**The data:**
□ □ □

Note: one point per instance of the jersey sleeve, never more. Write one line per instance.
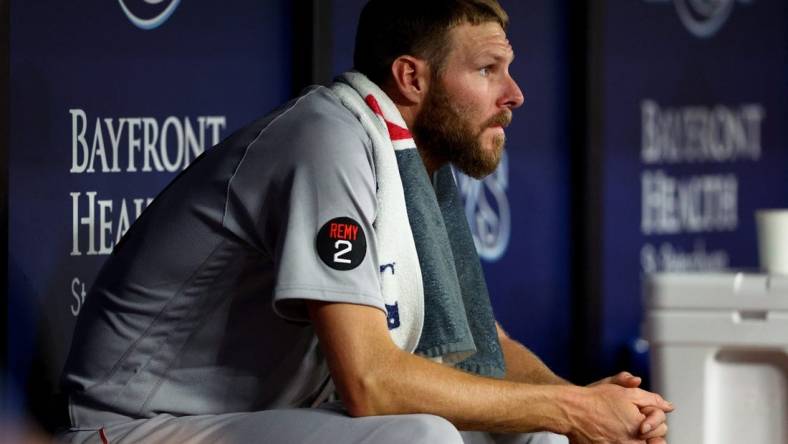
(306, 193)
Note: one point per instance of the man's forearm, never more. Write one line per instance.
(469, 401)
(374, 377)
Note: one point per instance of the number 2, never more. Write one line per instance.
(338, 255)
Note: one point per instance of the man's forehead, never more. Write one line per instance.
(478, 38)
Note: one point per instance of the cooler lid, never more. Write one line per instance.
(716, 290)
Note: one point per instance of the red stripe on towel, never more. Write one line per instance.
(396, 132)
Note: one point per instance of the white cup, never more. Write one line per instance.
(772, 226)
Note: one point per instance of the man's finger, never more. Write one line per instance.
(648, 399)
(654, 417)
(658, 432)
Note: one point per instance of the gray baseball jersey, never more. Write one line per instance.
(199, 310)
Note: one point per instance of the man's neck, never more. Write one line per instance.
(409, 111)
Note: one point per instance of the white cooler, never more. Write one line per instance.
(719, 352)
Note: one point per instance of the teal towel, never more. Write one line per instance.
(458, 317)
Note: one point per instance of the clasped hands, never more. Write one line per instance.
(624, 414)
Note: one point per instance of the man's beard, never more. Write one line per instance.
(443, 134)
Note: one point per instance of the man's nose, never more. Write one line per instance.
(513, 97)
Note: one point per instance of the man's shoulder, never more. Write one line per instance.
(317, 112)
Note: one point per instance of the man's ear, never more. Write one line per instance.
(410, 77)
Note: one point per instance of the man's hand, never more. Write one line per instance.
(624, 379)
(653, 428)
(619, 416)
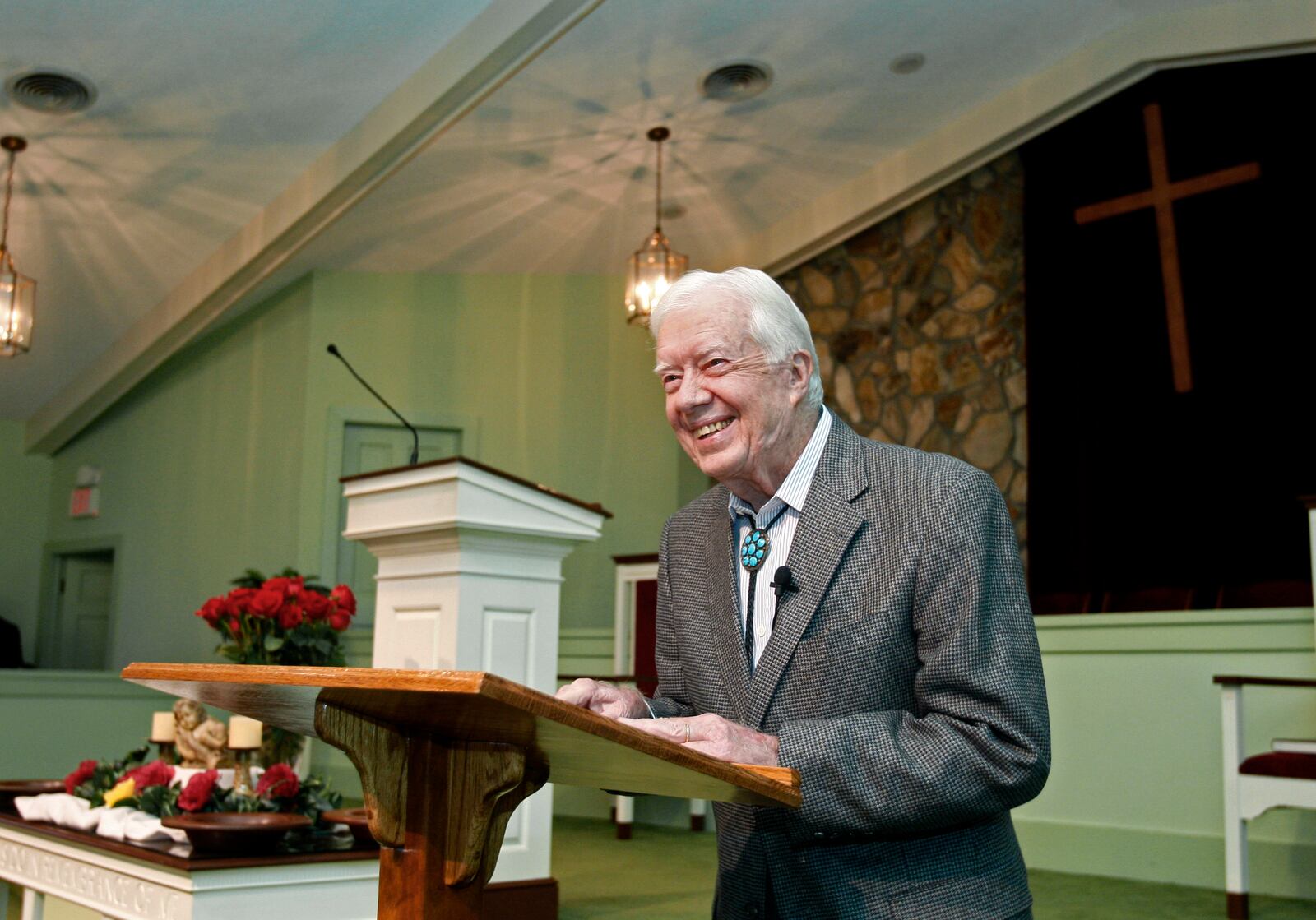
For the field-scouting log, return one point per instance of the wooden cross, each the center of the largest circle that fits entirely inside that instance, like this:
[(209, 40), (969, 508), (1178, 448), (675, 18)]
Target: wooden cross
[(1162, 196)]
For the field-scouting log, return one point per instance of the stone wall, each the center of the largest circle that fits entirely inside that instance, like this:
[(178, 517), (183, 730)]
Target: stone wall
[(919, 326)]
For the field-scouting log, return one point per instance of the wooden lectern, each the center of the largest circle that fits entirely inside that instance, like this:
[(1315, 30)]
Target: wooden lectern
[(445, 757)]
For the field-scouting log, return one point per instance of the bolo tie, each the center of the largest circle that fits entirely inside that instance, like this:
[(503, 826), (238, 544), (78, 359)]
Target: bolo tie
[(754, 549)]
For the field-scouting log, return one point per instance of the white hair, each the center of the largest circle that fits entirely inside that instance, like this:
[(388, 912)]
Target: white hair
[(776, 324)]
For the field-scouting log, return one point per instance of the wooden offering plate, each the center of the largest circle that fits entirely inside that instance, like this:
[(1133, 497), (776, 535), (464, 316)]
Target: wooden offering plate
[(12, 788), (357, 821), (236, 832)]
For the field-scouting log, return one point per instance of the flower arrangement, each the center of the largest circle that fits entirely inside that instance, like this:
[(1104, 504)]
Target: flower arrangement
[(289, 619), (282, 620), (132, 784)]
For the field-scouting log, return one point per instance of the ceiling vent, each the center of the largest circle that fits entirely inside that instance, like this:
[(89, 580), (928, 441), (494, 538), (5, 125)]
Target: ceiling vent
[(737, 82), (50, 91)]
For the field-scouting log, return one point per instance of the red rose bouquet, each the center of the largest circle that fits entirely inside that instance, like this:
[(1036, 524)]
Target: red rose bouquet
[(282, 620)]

□ □ □

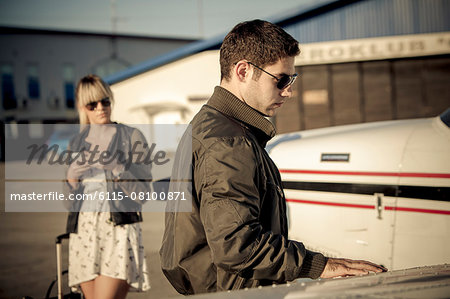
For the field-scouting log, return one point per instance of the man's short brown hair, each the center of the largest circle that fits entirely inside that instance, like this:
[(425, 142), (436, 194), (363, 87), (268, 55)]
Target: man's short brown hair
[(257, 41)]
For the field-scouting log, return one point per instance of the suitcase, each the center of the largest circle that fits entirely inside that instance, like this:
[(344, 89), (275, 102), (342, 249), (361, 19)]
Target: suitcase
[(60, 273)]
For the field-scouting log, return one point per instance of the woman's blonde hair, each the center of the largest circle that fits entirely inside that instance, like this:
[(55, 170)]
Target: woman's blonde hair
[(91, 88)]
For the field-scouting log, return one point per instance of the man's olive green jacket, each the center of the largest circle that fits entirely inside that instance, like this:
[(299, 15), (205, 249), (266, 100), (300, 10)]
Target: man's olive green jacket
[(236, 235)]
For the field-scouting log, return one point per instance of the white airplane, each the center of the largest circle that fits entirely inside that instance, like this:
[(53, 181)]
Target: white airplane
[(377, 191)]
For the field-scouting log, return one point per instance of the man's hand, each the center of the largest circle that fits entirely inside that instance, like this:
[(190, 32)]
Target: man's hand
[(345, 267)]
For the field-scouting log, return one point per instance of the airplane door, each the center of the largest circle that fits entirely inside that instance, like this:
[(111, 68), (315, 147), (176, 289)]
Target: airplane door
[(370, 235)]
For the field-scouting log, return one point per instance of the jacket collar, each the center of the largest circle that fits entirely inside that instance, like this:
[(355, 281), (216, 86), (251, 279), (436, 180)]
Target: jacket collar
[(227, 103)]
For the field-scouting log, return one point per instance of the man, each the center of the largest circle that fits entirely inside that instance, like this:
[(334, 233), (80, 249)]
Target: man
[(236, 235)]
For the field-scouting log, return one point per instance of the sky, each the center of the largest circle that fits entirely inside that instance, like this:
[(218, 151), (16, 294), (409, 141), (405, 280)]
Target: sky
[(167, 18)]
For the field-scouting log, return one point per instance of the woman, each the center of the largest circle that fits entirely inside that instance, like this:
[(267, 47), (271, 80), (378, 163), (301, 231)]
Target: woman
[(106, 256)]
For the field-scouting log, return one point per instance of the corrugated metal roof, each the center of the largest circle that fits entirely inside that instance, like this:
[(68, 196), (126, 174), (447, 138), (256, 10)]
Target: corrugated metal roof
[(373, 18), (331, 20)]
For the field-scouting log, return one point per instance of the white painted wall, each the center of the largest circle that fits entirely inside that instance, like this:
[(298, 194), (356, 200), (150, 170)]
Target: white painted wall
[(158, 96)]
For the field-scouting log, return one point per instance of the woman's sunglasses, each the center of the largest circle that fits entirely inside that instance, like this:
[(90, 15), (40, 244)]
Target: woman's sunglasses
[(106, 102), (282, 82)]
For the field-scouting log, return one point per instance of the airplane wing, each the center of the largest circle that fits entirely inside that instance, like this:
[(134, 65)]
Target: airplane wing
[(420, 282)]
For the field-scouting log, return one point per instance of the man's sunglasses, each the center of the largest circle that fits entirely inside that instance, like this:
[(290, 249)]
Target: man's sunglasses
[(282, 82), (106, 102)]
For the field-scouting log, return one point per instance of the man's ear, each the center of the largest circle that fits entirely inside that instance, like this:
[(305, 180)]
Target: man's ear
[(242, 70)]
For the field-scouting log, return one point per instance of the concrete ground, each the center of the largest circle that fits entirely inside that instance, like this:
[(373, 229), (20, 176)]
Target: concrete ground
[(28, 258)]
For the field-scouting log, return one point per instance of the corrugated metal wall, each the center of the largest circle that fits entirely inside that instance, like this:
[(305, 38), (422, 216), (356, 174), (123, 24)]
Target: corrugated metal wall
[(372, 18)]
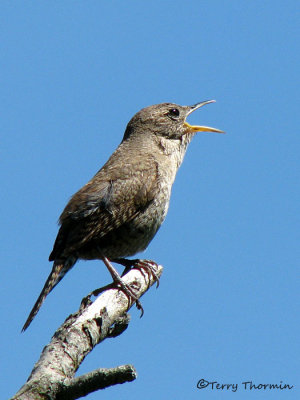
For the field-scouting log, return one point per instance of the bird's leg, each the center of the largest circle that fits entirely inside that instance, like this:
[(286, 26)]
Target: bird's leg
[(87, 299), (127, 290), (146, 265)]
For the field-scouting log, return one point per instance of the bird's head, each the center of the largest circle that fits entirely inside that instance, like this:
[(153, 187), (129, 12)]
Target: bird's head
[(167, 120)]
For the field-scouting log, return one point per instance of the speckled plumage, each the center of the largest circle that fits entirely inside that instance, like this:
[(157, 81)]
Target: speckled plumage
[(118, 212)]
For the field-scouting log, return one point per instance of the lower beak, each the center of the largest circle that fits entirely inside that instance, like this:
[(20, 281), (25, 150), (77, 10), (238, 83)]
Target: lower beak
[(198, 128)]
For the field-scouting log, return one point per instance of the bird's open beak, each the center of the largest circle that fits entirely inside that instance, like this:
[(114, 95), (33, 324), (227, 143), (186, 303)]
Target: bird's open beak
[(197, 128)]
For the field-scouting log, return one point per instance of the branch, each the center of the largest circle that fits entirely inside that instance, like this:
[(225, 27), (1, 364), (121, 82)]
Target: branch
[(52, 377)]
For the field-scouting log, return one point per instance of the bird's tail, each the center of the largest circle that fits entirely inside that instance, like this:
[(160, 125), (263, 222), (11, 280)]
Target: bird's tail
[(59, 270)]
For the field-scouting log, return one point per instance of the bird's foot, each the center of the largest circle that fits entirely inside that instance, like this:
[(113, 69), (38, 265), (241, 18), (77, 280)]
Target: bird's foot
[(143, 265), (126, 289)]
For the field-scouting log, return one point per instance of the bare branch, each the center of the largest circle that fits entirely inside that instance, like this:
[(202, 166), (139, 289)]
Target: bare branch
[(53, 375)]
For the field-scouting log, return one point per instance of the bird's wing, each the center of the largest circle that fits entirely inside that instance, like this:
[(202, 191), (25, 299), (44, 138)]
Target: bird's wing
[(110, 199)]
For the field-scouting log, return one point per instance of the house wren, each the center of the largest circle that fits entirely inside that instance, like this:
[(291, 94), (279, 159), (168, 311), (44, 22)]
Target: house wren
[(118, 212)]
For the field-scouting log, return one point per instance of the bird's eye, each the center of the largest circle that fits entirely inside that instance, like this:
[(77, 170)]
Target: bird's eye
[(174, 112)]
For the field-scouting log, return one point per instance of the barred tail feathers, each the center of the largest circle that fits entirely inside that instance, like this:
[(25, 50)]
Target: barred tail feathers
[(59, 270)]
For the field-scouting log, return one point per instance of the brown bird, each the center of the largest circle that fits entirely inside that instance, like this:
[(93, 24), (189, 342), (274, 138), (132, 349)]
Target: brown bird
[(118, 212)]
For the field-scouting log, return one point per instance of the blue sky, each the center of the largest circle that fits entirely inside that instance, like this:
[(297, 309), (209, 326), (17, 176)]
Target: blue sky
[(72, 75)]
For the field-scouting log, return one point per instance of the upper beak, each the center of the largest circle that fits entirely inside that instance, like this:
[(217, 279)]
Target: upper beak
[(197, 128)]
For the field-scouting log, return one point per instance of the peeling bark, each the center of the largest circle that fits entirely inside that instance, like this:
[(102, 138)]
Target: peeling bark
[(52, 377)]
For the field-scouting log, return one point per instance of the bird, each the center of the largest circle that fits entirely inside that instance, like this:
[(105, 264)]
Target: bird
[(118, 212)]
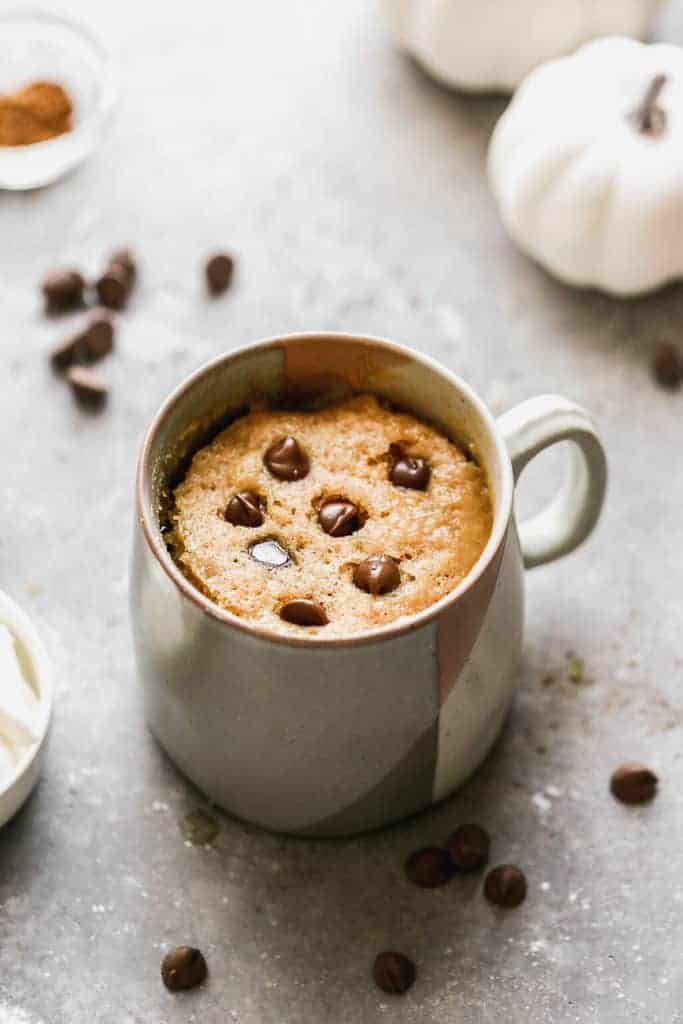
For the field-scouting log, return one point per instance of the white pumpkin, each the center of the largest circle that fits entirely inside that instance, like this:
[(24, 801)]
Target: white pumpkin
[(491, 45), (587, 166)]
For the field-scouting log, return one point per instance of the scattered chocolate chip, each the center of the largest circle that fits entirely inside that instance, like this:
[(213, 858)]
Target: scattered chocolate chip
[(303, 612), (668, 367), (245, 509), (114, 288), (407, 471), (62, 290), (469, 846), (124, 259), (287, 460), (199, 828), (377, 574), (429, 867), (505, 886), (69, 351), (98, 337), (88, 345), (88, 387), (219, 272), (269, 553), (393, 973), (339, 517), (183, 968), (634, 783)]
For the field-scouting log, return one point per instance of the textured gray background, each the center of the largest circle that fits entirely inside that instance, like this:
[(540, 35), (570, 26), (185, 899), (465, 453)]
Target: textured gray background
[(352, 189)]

□ □ □

**Exercise prompt:** The output should be exactly the lines above from the line containing "woman's sunglasses, each" to the line containing "of the concrete", inclusive, with no other lines.

**Answer space:**
For the field-scouting log, return one point per instance of the woman's sunglasses, each the center of the largest circle that fits entirely inside that instance, like this:
[(90, 15), (40, 244)]
Target: woman's sunglasses
[(106, 102), (282, 82)]
For the field-scouting log, return one point per instance of the airplane wing, each the center of the largest circle that fits entirely inside that instance, like this:
[(134, 65)]
Target: airplane wing
[(420, 282)]
For the field-scouting log, return one point per instance of the man's sunglasses, each the center of the largest circle that fits entirely inside that instance, like this:
[(290, 249)]
Target: man's sunglasses
[(282, 82), (106, 102)]
For the field-scouting log, return one point per instance of the man's ear, each the center of the largest circle that fits entirely inside that instance, like this:
[(305, 180)]
Target: man's ear
[(242, 70)]
For the field-scouting log, return one point per instance of the concrete ground, each the center of the largest circle that fits entirely inside that instance, like this:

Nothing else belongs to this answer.